┌─ Text provided

Bankruptcy judge deals big blow to Aspen Club
A bankruptcy judge Wednesday denied the Aspen Club and Spa ownership’s proposal for a $140 million loan intended to save their redevelopment project and get them out over $100 million in debt to contractors, loan-note holders and other creditors.
Delivered over a Zoom call, Judge Joseph Rosania Jr.’s ruling was a decision eagerly awaited by Aspen Club president and owner Michael Fox and his project team, whose attorneys argued the construction loan would allow them to satisfy their debts, which includes $26 million to contractors, and finish the project within two years. Work stopped on the project in September 2017 when contractors left the job site at 1450 Ute Ave., on the east side of Aspen, because they hadn’t been paid.
The proposed loan, which would have been provided by Florida-based lender EFO Financial, had been key to the club’s emerging from Chapter 11 bankruptcy protection and restarting the project.
“We’re going to take a step back and talk to the creditors,” Fox said after Rosania delivered his decision, “and the judge has given us an opportunity to come up with an alternate plan and take some time to figure out what the best next step is.”
The club’s ownership has until Aug. 21 to produce a new plan that would require approval from creditors and the judge. Fox said they will not challenge Rosania’s decision rejecting the loan.
“I don’t think we’re going to appeal,” he said. “We’re going to work with the creditors and figure out the best path moving forward.”
Fox and his group have had the project site preserved, with 15 of its townhomes between 60% and 80% complete, six condominiums 30% complete, and the commercial component 30% complete, according to its reorganization plan.
That includes the remodel of the 40,000-square-foot Aspen Club & Spa building, the construction of a 54,000-square-foot lodge with 20 timeshares, and 12 multi-family affordable-housing units.
Rosania, during the course of a near 90-minute ruling, said he found Fox and other Aspen Club associates credible during their testimony last week regarding the proposed exit loan and business plan.
Even so, Rosania suggested the proposed loan put secured creditors such as GPIF Aspen, owed between $35 million and $40 million, and Revere High Yield Fund, owed $12.2 million, at a greater risk of not being reimbursed.
Along with the contractors that hold $26 million in mechanics’ liens on the Aspen Club property, GPIF Aspen and Revere are the top priorities under the reorganization plan.
The judge said he couldn’t bless a loan where the new lender would hurdle the old creditors through what’s referred to as “priming liens” in legal talk.
“I wish I could, but I just can’t make the leap to find adequate protection under the debtor’s particular business plan before the court will be provided,” Rosania said.
The coronavirus pandemic also influenced the judge’s decision. During last week’s testimony, witnesses for The Aspen Club appeared bullish on the local real estate market because of well-heeled people leaving the big cities for Aspen during the pandemic.
Rosania said their arguments were persuasive, but the exit plan remained too risky for him to approve in such an uncertain economic climate. He said “whether the (real estate) frenzy will withstand the test of time” was another question.

└─
┌─ Material supplied

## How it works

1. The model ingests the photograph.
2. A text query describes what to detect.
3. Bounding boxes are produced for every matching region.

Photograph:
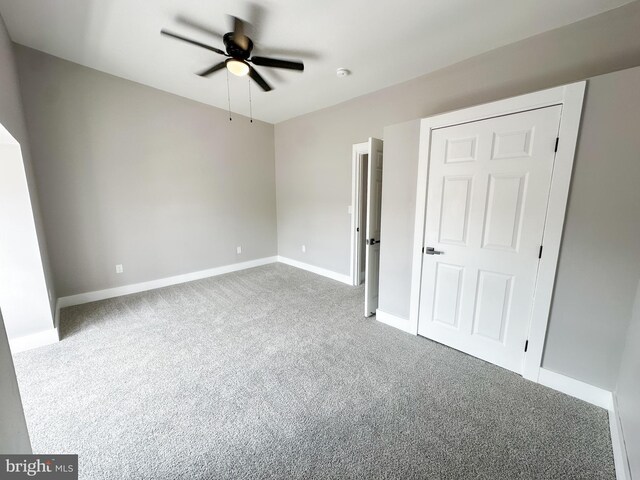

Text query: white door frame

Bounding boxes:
[349,142,369,285]
[409,81,586,382]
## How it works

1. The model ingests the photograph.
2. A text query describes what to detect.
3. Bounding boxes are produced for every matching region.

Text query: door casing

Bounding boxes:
[409,81,586,382]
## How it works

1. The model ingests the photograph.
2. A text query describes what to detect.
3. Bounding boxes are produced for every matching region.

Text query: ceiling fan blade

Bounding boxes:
[249,66,273,92]
[176,15,223,40]
[160,30,229,57]
[231,17,249,50]
[198,62,226,77]
[250,57,304,71]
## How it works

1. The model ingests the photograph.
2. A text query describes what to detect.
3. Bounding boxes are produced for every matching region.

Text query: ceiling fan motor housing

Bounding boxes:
[222,32,253,60]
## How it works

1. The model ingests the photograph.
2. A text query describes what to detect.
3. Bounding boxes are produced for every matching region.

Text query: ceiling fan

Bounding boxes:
[160,17,304,92]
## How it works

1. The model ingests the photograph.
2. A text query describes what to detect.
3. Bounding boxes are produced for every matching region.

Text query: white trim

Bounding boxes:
[376,308,415,335]
[409,82,586,382]
[609,393,631,480]
[538,368,613,410]
[9,328,60,354]
[349,142,369,286]
[277,255,352,286]
[58,257,277,308]
[53,298,61,328]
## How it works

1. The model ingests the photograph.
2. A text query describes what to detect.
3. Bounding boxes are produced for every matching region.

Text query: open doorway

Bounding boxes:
[350,138,383,317]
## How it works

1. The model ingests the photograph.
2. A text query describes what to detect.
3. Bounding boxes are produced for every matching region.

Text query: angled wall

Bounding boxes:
[16,46,277,297]
[0,12,56,340]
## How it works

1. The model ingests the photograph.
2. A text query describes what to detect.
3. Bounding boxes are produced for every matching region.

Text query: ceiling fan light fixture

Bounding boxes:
[226,58,249,77]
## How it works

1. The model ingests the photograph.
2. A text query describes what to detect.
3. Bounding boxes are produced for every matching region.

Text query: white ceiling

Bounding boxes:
[0,0,631,123]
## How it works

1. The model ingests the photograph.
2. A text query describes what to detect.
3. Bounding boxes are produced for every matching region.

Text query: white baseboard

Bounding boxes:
[538,368,613,410]
[278,255,352,285]
[609,393,631,480]
[376,308,416,335]
[9,328,60,353]
[58,257,277,309]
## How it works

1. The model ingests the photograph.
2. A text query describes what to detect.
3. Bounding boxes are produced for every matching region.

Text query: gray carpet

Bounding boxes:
[16,264,615,480]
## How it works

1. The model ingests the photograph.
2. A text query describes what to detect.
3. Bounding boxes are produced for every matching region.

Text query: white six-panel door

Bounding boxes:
[418,106,562,373]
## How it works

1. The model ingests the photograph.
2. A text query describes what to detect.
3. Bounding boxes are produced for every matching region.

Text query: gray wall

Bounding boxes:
[380,67,640,390]
[0,312,31,454]
[0,17,56,338]
[543,68,640,390]
[275,2,640,275]
[378,120,420,319]
[615,283,640,478]
[16,46,277,297]
[275,2,640,389]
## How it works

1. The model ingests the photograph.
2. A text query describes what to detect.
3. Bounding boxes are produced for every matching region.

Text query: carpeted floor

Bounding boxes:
[15,264,615,480]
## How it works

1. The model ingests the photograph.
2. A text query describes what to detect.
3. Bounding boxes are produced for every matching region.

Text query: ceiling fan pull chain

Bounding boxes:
[225,68,233,121]
[248,77,253,123]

└─

**Assignment A:** Translate this sentence from the article on the Aspen Club ruling into Spanish: "The club's ownership has until Aug. 21 to produce a new plan that would require approval from creditors and the judge."
**Assignment B:** Switch "secured creditors" to "lienholders" in the article on the Aspen Club ruling, and write out the passage from "Rosania, during the" to "not being reimbursed." with that change.

**Final answer A:** Los propietarios del club tienen hasta el 21 de agosto para presentar un nuevo plan que requeriría la aprobación de los acreedores y del juez.

**Final answer B:**
Rosania, during the course of a near 90-minute ruling, said he found Fox and other Aspen Club associates credible during their testimony last week regarding the proposed exit loan and business plan.
Even so, Rosania suggested the proposed loan put lienholders such as GPIF Aspen, owed between $35 million and $40 million, and Revere High Yield Fund, owed $12.2 million, at a greater risk of not being reimbursed.